SELECTED TEXT:
+--
This is a guest post by Mark Bertils.
At the end of last year one event signaled a huge shift in how the book publishing industry will do business. It’s not what you think. It was December’s launch of Facebook Connect. A land grab for user identities followed. The Web’s people economy is coming of age.
Facebook’s Squid Tries to Eat the Internet’s Whale
The Connect program wasn’t new in December. It was announced in May 2008. It isn’t even original. But it marks the coming-out party for Facebook’s social graph. Users are now free to come and go from Facebook’s walled garden. They can bring their Facebook-endorsed identity (and relationships) with them as they travel the Internet. It is a major development for the social Web. It is a further claim on the permanence and importance of these platforms. And it is the clearest marker yet that the social networking boom of the last five years has
beget a new Internet-wide folks-economy.
Seemingly overnight online user identity (here I mean the entire
Web — every site, every service) became a battleground between Web giants. Google and
MySpace are parrying. The OpenID
foundation is the Red Cross. Everyone else is taking sides. Identity politics has never been so interesting.
But this is not simply about portable identities and the single-sign-on Web. It is a fundamental shift in the Web economy. It is a bold stride toward relationship monetization — where user data
exchange becomes the most important transactional unit on the
Readers Are The Most Important Asset
This is pivotal for book publishers and other creators of digital goods.
It is no secret that infinitely copyable products aren’t worth very much, so naturally, value is moving up the food chain. As Softskull’s
Richard Nash recently wrote at the Harvard Business Publishing blog, in the future, monetizing and organizing relationships — not products — will pay publishers’ rents.
+--
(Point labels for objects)
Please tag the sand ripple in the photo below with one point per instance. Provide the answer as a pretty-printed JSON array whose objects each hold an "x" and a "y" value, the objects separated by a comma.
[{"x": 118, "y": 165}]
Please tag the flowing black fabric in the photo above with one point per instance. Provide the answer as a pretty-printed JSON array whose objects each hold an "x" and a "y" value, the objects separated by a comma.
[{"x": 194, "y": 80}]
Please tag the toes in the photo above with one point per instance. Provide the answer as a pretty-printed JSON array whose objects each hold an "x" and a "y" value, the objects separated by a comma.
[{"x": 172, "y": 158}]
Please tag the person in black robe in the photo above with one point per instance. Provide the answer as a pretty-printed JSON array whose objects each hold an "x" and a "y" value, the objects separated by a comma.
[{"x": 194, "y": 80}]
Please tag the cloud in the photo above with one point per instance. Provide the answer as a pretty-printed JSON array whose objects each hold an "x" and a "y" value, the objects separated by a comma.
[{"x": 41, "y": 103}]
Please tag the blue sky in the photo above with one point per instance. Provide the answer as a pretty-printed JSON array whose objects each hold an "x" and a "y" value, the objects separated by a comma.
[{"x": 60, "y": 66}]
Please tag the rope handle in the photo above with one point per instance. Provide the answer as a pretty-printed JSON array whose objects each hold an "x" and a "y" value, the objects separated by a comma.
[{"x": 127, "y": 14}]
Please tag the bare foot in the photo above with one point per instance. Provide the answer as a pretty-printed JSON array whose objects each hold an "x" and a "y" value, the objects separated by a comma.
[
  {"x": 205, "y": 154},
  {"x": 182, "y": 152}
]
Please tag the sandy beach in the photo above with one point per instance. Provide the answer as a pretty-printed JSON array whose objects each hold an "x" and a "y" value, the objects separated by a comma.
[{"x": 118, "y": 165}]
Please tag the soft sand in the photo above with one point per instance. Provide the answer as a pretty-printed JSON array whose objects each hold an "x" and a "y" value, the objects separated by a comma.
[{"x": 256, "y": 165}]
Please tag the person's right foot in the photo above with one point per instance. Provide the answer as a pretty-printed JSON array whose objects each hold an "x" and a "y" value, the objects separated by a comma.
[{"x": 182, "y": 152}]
+--
TASK TO CARRY OUT:
Continue the guest post about Facebook Connect and book publishing from the point where it stops.

IN RESPONSE:
To some degree this is happening already. O’Reilly Media have made conferences a large part of what they do. Harlequin’s on-line role is largely to connect like-minded readers. And the reader economy is
alive and well at the myriad of social networks for book lovers. But what of the other houses? How best to make this mindshift? How to redeploy the resources spent managing a supply chain of products to
manage a supply chain of peoples’ information?
BookDrop facilitates passing product info from one business to another. An analogue is needed for passing reader info between businesses. How is that going to happen? Who is going to do it?
Open Standards. Reader First.
The volunteers at Dataportability.org are already asking these questions. The group champions the unimpeded movement of user data around the Web. That includes user identities
but it also extends beyond OpenID to include open address book standards, open calendar standards, and open standards for opinions, ratings and reviews. It is entirely grassroots and focuses on user-controlled, privacy-respecting data portability.
On their wiki, information specific to publishers and media organizations is thin but a need has been identified to standardize and provide guidance to publishers. The call is out for task-force volunteers to identify and report on the unique requirements within the generalized publishing domain.
To get the conversation started I have volunteered to be the interim chairman of the
media publishers’ dataportability task-force. I am hoping interested parties will step forward to fill the ranks of this group. The end goal is to publish a report that encourages the distribution and
adoption of reader-friendly standards. If you, or someone you know, would interested in participating contact me at org.mark atgmail[.]com.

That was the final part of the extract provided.